▶ Extracted text
------------------------------

David Morley (3 October 1967 – 30 October 2004) was a gay barman who was fatally attacked by a group of youths near Waterloo Station in London on the morning of 30 October 2004. The attack garnered widespread media coverage as a fatality of a violent trend known as happy slapping and due to the original belief that the attack was motivated by homophobia.
In December 2005 four youths were found guilty of Morley’s manslaughter. A 15 year old girl, Chelsea O’Mahoney was sentenced to an 8 year custodial sentence and her co-defendants Reece Sargeant (21), Darren Case (18) and David Blenman (17), all from Kennington in South London were sentenced to 12 years each. They had been prosecuted for murder, but the jury returned a verdict of manslaughter as they are permitted to do.
Morley was known in the gay community of London as “Sinders”. He was a manager at the Admiral Duncan pub when it was the target of a nail bomb attack in 1999 as part of the attacks against London’s minorities by David Copeland. Morley suffered burns during the attack but it was reported he continued to help others in the area despite his own injuries.

------------------------------

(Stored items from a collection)
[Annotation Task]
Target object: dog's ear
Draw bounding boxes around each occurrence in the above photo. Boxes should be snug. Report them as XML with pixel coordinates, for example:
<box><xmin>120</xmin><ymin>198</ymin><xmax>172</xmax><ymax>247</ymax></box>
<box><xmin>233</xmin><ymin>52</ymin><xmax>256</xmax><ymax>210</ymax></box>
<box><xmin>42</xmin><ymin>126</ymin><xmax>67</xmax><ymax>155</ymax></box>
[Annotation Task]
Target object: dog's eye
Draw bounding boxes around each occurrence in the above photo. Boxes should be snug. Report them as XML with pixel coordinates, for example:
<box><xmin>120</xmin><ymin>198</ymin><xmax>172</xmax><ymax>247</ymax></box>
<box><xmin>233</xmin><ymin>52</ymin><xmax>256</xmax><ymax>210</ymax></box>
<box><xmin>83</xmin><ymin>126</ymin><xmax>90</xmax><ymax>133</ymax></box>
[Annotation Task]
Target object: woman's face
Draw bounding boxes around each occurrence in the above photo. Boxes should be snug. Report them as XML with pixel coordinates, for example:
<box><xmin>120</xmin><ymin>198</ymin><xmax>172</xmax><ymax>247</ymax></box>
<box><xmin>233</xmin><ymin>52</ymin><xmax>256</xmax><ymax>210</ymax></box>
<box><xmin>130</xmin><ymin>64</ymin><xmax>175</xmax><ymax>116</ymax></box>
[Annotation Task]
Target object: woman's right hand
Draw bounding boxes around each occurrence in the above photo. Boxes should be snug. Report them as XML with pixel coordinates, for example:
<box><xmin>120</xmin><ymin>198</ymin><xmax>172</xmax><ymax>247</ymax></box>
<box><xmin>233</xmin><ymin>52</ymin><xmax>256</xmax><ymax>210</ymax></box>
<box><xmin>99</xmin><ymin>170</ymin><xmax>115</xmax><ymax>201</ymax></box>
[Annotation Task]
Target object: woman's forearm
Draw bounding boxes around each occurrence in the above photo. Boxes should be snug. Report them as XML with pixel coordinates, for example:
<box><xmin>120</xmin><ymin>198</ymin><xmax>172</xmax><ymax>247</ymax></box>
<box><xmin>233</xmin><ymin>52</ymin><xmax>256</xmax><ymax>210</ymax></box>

------------------------------

▶ Given exercise A
Count how many lines in the records contain the word "woman", and reply with that number alone.
▶ Given exercise B
Carry on the account of David Morley, starting after its last sentence.

▶ Task output A
3

▶ Task output B
At the time of his death he was working at another gay bar, Bromptons, located in Earls Court.
The attack on Morley was one of eight that the group carried out in the early hours of 30 October, although they had decided amongst themselves that they would attack people on the evening of 29 October. A 15 year old associate of the group told police they planned to beat up “tramps, druggies or just people on the street.” Morley was the only fatality. The attacks were carried out between 2.30am and 3.20am.
At 3.10am the group encountered Morley and his friend Alastair Whiteside sitting on a bench near London’s Hungerford Bridge. O’Mahoney told Morley they were making a documentary on happy slapping and to “pose for the camera”. They proceeded to attack the pair and stole Whiteside’s mobile phone. After stealing the phone they continued to attack Morley and Whiteside. Whiteside’s witness testimony stated that the girl, O’Mahoney, finished Morley off by kicking him two or three times in the head, “like a football.” After this attack the group continued to attack three more people.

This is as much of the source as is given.